» **What you have to do**:
Arrange the material below as a Markdown table with the columns "Row" and "Line," numbering each line and omitting blank lines. Leave the pictures out.

Dataset entries:
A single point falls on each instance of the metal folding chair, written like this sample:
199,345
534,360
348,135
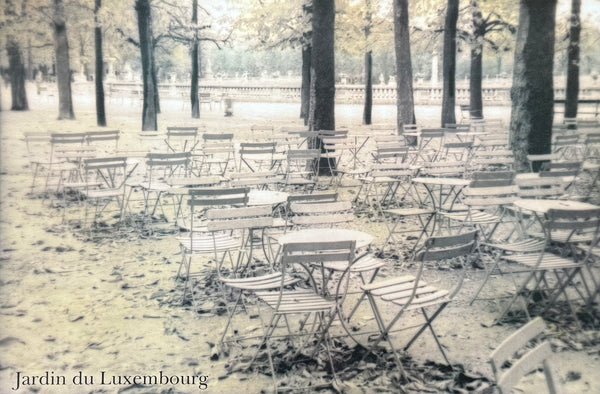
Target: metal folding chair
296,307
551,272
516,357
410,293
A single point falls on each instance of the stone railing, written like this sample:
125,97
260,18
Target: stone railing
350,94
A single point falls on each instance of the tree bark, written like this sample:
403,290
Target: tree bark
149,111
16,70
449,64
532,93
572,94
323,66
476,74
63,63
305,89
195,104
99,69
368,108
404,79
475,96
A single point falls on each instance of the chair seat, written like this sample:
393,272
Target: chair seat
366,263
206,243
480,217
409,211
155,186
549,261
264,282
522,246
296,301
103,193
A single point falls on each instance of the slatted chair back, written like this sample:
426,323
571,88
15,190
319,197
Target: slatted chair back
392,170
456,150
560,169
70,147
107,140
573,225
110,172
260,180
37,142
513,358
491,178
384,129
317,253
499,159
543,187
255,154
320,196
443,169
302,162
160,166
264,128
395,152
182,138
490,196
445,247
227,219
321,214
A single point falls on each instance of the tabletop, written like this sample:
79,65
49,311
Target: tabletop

» **Result below**:
| Row | Line |
|---|---|
| 1 | A single point falls on each instance of the metal folding chair, written like this sample: |
| 2 | 199,345 |
| 3 | 534,360 |
| 4 | 348,135 |
| 5 | Target: metal folding chair |
| 6 | 296,307 |
| 7 | 551,272 |
| 8 | 516,357 |
| 9 | 410,293 |
| 10 | A single point falls on each instance of the stone railing, written like this sample: |
| 11 | 125,97 |
| 12 | 260,18 |
| 13 | Target: stone railing |
| 14 | 350,94 |
| 15 | A single point falls on each instance of the tree bark, written like this sample: |
| 16 | 403,290 |
| 17 | Target: tree bark |
| 18 | 149,111 |
| 19 | 16,70 |
| 20 | 449,64 |
| 21 | 532,93 |
| 22 | 572,94 |
| 23 | 323,66 |
| 24 | 476,74 |
| 25 | 63,63 |
| 26 | 305,89 |
| 27 | 195,104 |
| 28 | 99,69 |
| 29 | 368,108 |
| 30 | 404,79 |
| 31 | 475,96 |
| 32 | A single point falls on each instance of the chair seat, written like this sample: |
| 33 | 393,272 |
| 34 | Target: chair seat |
| 35 | 366,263 |
| 36 | 206,243 |
| 37 | 480,217 |
| 38 | 409,211 |
| 39 | 155,186 |
| 40 | 549,261 |
| 41 | 264,282 |
| 42 | 522,246 |
| 43 | 296,301 |
| 44 | 103,193 |
| 45 | A single point falls on each instance of the slatted chair back, written like this sample: |
| 46 | 426,323 |
| 47 | 571,88 |
| 48 | 15,190 |
| 49 | 319,197 |
| 50 | Target: slatted chair back |
| 51 | 392,170 |
| 52 | 456,150 |
| 53 | 560,169 |
| 54 | 70,147 |
| 55 | 107,140 |
| 56 | 573,225 |
| 57 | 110,172 |
| 58 | 260,180 |
| 59 | 37,142 |
| 60 | 513,358 |
| 61 | 491,178 |
| 62 | 384,129 |
| 63 | 317,253 |
| 64 | 499,159 |
| 65 | 543,187 |
| 66 | 255,154 |
| 67 | 320,196 |
| 68 | 443,169 |
| 69 | 302,162 |
| 70 | 160,166 |
| 71 | 264,128 |
| 72 | 395,152 |
| 73 | 182,138 |
| 74 | 490,196 |
| 75 | 445,247 |
| 76 | 227,219 |
| 77 | 321,214 |
| 78 | A single point falls on each instance of the tabletop, written like this sample: |
| 79 | 79,65 |
| 80 | 49,311 |
| 81 | Target: tabletop |